Manaslu Trek Weather: Month by Month Guide
27 May 2026 Chandra Gurung
The Manaslu Circuit crosses six climate zones from 760m to 5,106m. The lower gorge and the upper Nubri Valley behave as two completely different weather environments in every single month. October is the strongest overall window. But the right month for you depends on what kind of weather experience you are actually looking for, not just which month has the best reputation.
The Manaslu Circuit Trek runs from subtropical gorge at 760m to a glacial pass at 5,106m. The lower trail and the upper trail can have completely different weather on the same afternoon. A trekker in Jagat gets rained on while a group in Samagaun walks under open sky. That is geography, not bad luck.
Understanding that split is more useful than any temperature table. This page gives you the full picture month by month, zone by zone, framed around one question: what kind of weather experience does this month actually create for a trekker on the ground?
The Two-Zone Weather in Manaslu Circuit
Zone one: the lower gorge. From Soti Khola at 760m to roughly Namrung at 2,630m, the trail runs through a deep river valley. The Budhi Gandaki gorge collects monsoon moisture from the Bay of Bengal every year between June and September. Humid, dense, heavily affected by seasonal rain. This is also where leeches live, where trails turn muddy, and where afternoon rain is a daily reality in the wet months.
Zone two: the upper Nubri Valley. From Samagaun at 3,530m to Larkya La at 5,106m, the trail enters a rain shadow created by the Tibetan plateau to the north. Monsoon moisture cannot push through from the south with the same force. This zone receives significantly less rain than the lower gorge in every monsoon month. Drier, colder, and more exposed to wind than to rain.

▶ Stated problem
For each statement, answer yes or no to whether it agrees with the Manaslu weather guide, and quote the words of the guide that settle it. 1. October is the strongest overall window for the trek. 2. The upper Nubri Valley gets more rain than the lower gorge during the monsoon months. 3. The lower gorge zone starts at Soti Khola. The data that comes next has no connection to the Manaslu weather guide.

▶ Material

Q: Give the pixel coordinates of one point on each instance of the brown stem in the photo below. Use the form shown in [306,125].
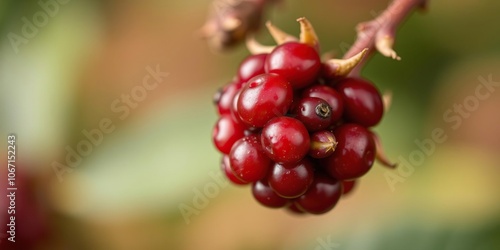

▶ Result for this task
1. Yes: "October is the strongest overall window."
2. No: "This zone receives significantly less rain than the lower gorge in every monsoon month."
3. Yes: "From Soti Khola at 760m to roughly Namrung at 2,630m, the trail runs through a deep river valley."